══ Records for this exercise ══
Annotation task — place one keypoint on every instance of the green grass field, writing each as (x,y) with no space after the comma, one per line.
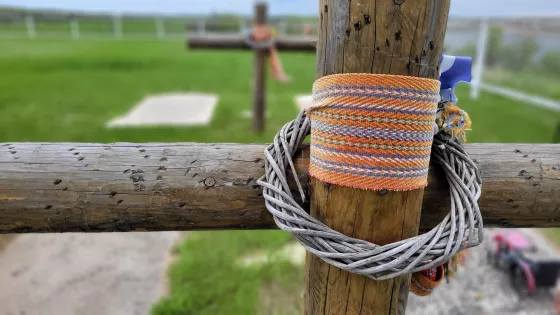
(64,90)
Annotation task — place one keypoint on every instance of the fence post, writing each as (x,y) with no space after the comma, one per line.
(370,36)
(117,26)
(160,27)
(282,28)
(74,28)
(259,85)
(30,26)
(481,48)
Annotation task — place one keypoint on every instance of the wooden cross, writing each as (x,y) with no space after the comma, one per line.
(285,43)
(403,37)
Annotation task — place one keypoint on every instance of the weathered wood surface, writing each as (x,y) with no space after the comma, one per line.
(237,41)
(370,36)
(65,187)
(259,73)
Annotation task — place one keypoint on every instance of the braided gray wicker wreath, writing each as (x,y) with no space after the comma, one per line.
(460,229)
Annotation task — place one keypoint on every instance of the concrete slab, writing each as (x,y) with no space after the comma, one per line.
(172,109)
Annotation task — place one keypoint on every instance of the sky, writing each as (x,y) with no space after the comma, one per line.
(466,8)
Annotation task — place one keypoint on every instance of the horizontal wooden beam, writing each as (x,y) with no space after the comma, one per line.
(64,187)
(237,41)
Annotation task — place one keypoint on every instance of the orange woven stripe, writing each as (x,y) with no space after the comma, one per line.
(372,131)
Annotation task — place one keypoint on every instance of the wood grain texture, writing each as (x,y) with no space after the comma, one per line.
(259,77)
(370,36)
(65,187)
(237,41)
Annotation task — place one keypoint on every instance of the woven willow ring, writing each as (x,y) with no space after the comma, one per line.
(258,44)
(460,229)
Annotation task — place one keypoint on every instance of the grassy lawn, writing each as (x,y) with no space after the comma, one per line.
(64,90)
(102,26)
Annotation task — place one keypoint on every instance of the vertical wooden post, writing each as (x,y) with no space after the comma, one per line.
(117,26)
(259,85)
(402,37)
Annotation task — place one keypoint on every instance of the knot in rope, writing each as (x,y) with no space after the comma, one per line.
(260,37)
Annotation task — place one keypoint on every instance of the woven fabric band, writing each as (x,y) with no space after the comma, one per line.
(373,131)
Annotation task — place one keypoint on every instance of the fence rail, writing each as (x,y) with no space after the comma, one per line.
(64,187)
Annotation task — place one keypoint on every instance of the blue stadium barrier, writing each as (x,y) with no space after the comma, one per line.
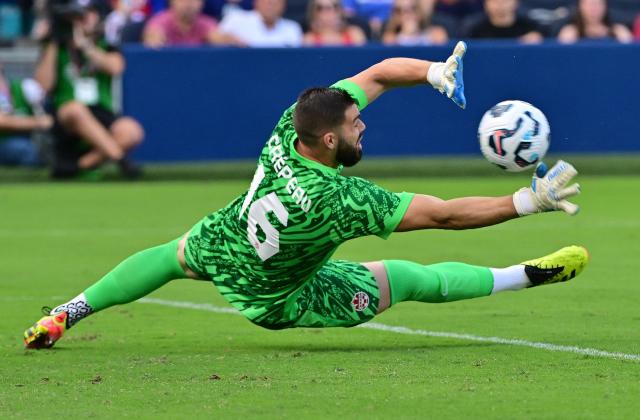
(214,104)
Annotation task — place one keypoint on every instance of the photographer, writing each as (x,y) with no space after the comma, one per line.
(76,67)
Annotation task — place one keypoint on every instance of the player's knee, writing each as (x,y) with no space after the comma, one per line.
(129,129)
(73,112)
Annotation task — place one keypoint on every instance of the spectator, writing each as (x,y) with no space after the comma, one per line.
(501,20)
(458,9)
(411,25)
(17,121)
(125,12)
(592,21)
(264,26)
(183,24)
(374,13)
(328,26)
(77,67)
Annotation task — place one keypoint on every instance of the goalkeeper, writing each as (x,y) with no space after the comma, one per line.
(268,251)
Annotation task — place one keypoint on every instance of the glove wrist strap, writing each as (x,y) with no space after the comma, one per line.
(435,75)
(523,202)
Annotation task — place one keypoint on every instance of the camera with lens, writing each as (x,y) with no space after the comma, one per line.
(62,14)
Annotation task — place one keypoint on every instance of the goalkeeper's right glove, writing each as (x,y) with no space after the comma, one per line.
(548,190)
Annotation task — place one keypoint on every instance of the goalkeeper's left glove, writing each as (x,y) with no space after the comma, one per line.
(548,190)
(447,77)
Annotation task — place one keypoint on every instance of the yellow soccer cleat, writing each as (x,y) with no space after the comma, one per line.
(560,266)
(44,333)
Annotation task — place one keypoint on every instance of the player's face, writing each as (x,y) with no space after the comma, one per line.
(349,149)
(593,11)
(187,9)
(501,8)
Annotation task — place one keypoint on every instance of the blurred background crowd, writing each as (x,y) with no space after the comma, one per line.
(65,115)
(292,23)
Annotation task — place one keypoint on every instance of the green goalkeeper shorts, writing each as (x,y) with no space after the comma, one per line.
(340,294)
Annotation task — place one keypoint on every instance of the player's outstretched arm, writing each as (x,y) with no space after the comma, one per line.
(548,192)
(404,72)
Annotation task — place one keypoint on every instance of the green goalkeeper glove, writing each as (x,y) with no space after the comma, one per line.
(548,191)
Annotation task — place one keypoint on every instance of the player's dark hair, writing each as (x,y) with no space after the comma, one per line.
(581,25)
(318,110)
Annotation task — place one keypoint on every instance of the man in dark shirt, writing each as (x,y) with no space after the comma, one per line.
(502,21)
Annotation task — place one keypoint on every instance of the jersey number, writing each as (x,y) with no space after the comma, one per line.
(258,217)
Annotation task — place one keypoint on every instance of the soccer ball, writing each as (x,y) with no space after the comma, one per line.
(514,135)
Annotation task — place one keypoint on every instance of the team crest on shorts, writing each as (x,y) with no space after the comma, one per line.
(360,301)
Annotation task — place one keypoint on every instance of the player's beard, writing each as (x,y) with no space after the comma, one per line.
(348,155)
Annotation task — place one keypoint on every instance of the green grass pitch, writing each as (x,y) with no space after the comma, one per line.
(146,360)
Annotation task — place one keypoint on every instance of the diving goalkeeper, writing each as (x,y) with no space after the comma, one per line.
(268,252)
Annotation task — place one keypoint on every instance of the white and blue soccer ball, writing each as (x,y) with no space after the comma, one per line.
(514,135)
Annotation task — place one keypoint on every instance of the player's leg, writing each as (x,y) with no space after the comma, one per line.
(127,132)
(400,281)
(76,118)
(133,278)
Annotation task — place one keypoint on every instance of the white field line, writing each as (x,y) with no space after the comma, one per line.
(409,331)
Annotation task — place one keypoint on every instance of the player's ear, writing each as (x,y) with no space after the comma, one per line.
(330,140)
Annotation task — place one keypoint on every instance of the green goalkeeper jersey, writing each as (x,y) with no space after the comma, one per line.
(268,242)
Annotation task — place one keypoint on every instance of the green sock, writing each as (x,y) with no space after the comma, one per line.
(135,277)
(444,282)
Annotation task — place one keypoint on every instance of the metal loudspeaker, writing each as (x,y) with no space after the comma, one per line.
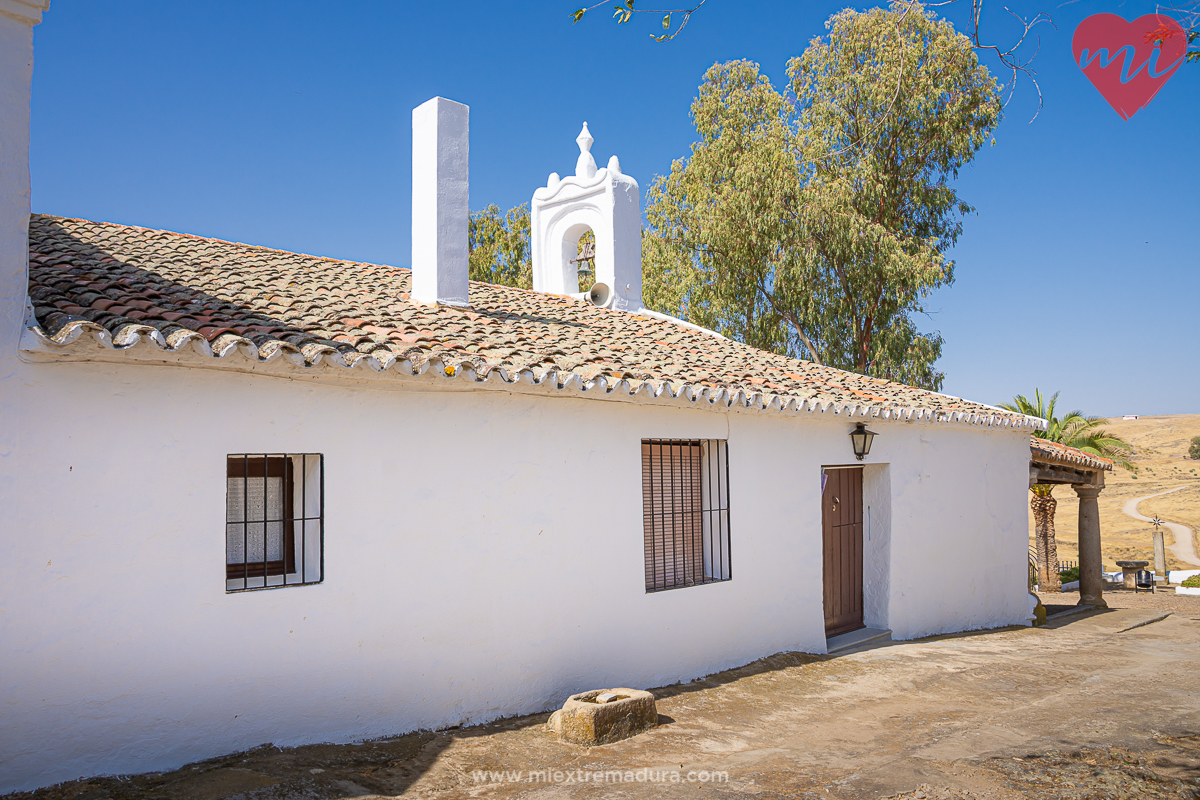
(600,294)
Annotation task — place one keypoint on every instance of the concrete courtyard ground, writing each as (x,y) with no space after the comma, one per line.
(1097,705)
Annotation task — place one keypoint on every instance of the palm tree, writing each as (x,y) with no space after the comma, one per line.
(1075,431)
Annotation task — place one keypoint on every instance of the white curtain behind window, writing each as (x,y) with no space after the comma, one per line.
(258,506)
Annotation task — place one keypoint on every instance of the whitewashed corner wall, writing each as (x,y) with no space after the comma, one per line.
(484,557)
(16,73)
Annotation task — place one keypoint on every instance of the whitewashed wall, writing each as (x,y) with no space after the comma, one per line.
(484,557)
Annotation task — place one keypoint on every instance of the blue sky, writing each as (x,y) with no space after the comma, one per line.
(287,124)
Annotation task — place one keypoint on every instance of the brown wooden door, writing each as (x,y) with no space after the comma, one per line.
(841,524)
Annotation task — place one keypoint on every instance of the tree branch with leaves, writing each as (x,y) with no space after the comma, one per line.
(815,223)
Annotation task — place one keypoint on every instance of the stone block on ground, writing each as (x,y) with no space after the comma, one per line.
(604,716)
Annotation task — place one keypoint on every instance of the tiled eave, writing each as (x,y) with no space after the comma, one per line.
(84,341)
(1043,451)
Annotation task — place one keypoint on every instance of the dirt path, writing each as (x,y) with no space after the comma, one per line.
(1098,705)
(1183,547)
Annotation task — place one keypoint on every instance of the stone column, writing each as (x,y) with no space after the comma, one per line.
(1091,581)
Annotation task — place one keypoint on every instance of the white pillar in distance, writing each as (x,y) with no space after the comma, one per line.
(441,212)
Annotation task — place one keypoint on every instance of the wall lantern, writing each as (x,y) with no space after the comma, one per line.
(862,440)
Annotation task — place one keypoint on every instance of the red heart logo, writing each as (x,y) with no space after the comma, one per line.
(1128,61)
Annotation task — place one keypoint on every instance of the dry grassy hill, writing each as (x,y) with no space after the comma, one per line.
(1161,446)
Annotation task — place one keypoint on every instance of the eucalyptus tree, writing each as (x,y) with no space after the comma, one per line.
(815,222)
(499,246)
(1073,429)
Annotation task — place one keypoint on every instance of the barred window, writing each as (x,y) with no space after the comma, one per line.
(275,525)
(685,488)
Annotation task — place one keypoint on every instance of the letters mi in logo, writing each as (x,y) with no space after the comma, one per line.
(1128,62)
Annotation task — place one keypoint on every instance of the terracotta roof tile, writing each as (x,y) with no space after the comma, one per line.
(133,281)
(1057,453)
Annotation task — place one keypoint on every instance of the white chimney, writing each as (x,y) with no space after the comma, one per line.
(441,212)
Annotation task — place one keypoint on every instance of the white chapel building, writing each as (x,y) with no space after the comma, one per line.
(255,495)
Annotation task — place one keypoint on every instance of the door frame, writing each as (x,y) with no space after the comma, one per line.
(857,552)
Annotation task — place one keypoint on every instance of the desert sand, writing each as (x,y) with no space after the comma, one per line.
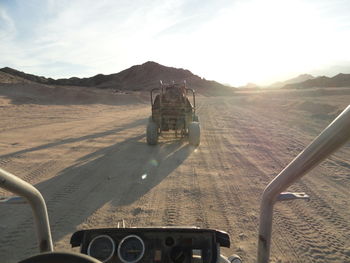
(86,151)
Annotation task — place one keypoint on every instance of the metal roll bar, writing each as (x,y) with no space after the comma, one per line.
(34,198)
(335,135)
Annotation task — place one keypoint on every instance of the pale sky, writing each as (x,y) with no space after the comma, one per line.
(230,41)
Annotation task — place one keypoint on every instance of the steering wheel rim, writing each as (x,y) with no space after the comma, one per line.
(59,257)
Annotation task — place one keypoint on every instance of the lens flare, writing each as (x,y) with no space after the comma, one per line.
(153,162)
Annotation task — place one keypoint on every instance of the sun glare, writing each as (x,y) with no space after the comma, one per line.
(263,41)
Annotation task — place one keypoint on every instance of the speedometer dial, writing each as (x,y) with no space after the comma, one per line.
(102,248)
(131,249)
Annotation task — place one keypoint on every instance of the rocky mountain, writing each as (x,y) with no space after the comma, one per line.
(340,80)
(298,79)
(138,77)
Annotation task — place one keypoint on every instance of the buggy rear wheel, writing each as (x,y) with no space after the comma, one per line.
(152,133)
(194,133)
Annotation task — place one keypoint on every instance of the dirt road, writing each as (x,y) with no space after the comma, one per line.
(94,169)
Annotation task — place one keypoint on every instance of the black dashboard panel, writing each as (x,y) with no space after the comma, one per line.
(163,244)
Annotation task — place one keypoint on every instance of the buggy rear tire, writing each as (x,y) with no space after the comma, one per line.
(194,133)
(152,133)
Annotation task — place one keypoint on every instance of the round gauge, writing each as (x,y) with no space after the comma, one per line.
(102,248)
(131,249)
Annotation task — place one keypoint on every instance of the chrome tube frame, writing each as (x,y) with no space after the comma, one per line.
(19,187)
(331,138)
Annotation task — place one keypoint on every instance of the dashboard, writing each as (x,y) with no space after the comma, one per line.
(162,244)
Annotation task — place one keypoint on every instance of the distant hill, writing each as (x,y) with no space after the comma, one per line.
(298,79)
(139,77)
(340,80)
(11,79)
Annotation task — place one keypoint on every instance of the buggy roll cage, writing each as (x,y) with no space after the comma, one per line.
(335,135)
(161,92)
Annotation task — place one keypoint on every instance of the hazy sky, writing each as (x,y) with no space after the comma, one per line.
(230,41)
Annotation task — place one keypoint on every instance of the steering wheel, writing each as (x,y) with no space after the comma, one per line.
(60,257)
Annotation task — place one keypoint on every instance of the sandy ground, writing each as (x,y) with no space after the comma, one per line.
(92,164)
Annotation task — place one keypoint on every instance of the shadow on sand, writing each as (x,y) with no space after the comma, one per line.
(119,175)
(76,139)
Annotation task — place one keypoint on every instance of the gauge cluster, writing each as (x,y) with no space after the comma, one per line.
(164,244)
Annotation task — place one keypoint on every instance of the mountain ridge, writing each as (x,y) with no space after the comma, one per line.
(339,80)
(138,77)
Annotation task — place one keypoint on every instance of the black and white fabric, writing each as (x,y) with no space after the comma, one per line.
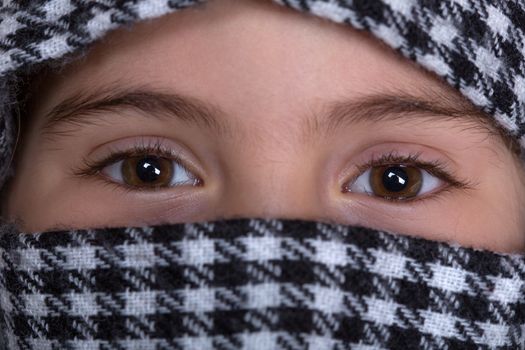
(256,284)
(475,45)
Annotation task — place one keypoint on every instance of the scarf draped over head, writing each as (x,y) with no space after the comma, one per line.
(256,284)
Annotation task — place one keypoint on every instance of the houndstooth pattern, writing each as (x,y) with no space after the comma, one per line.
(475,45)
(255,284)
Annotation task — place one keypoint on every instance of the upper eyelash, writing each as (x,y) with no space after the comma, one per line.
(435,167)
(91,168)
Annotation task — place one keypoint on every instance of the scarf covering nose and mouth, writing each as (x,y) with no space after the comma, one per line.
(255,284)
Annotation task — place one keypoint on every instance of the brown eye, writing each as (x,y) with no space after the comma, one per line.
(400,182)
(396,181)
(149,172)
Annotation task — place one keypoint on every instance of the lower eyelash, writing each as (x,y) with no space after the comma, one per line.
(93,168)
(436,167)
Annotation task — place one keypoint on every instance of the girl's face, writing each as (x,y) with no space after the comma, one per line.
(242,108)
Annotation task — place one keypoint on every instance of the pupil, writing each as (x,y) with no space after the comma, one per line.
(148,169)
(395,179)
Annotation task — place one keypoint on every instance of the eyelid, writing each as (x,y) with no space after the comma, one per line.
(117,150)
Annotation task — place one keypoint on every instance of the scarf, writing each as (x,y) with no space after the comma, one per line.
(259,284)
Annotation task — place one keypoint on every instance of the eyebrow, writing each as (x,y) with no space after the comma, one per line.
(82,109)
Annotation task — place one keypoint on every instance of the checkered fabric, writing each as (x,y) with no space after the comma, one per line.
(256,284)
(475,45)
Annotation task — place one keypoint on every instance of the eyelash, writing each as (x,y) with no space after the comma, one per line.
(92,168)
(435,168)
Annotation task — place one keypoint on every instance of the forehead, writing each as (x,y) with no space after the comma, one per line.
(257,61)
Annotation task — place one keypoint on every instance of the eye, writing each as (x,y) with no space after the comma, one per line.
(397,182)
(149,171)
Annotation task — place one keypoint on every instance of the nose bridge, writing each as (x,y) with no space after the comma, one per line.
(276,185)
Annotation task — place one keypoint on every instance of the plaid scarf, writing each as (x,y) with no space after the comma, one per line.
(255,284)
(475,45)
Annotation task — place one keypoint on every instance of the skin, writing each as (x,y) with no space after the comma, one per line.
(270,75)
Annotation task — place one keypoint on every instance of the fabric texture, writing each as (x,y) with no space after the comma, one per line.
(256,284)
(475,45)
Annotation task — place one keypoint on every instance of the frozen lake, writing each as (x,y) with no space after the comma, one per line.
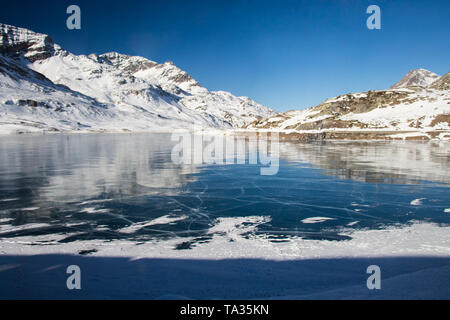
(69,189)
(121,195)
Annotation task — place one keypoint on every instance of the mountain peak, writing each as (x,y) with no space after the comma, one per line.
(418,77)
(16,42)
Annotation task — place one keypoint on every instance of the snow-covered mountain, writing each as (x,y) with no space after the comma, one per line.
(418,77)
(416,113)
(111,91)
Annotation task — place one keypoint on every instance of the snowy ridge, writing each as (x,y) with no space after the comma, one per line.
(118,92)
(408,112)
(418,77)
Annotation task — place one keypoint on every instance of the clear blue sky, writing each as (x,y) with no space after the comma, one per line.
(284,54)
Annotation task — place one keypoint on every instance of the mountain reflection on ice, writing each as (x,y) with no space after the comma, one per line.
(125,186)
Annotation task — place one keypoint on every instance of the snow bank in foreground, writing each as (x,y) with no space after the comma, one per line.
(233,238)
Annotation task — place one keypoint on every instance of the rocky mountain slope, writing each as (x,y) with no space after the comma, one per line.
(411,112)
(418,77)
(112,91)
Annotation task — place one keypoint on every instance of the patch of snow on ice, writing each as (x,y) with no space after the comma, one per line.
(316,219)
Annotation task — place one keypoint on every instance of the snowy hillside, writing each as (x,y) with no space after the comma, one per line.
(112,91)
(418,77)
(415,112)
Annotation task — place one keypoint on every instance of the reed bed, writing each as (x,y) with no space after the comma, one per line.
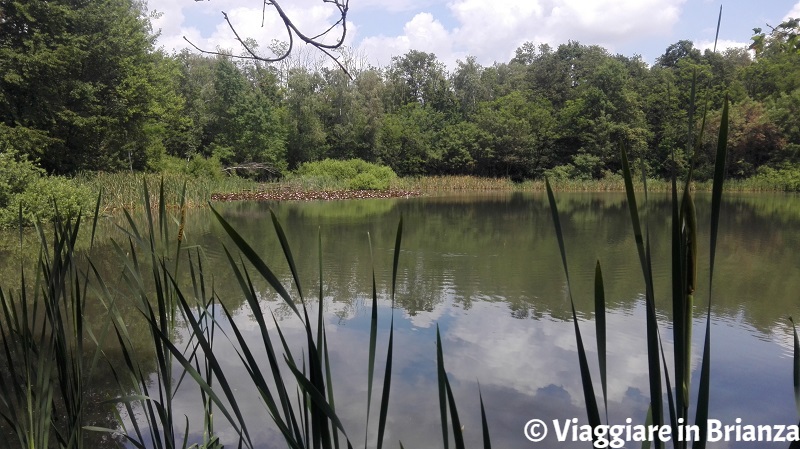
(478,184)
(123,190)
═══
Take only the line containing "mountain peak, writing" and every line after it to the end of the entries, and copy them exactly, pictures excluded.

Annotation task — place one keypoint on every instance of the mountain peak, writing each as (x,y) with no space after the comma, one per line.
(418,77)
(16,42)
Annotation task — place one keypoint on every instance of the snow-covered mountain, writing each as (x,y) with no space after the comma, one per line.
(418,77)
(416,113)
(111,91)
Annotation task — place one keypoint on every instance of the snowy ridge, writing each as (x,y) with no space after the comma, one per line.
(118,92)
(408,112)
(418,77)
Annotation task — place one keypoint on every instance of the clear blue sky, writing each as (x,y) with no space after the comma, one per line.
(284,54)
Annotation task — place one keypoint on every instance of the mountain reflection on ice, writing each as (x,y) with no space after the comma, one per line.
(125,186)
Annotation task — place one keypoint on every instance of the snow bank in foreground, writing each as (x,y) with no space after the comma, one per line.
(233,238)
Annotation task — place one keypoint on every instance of the rocky mountain slope, writing each as (x,y) with no space after the comma, one per line.
(411,112)
(418,77)
(112,91)
Annotation task — place one keypoint on every instance of the patch of snow on ice, writing each as (x,y) with no space after the comma, one per line.
(316,219)
Annotation task — place one keypoint on every instance of the snowy hillside, writing each as (x,y) with no space after the comma, one per line.
(112,91)
(418,77)
(415,112)
Annotation task — place one keypoint on every instance of the reed bed, writing each as (x,y) with no space after the comma, one per line.
(478,184)
(123,190)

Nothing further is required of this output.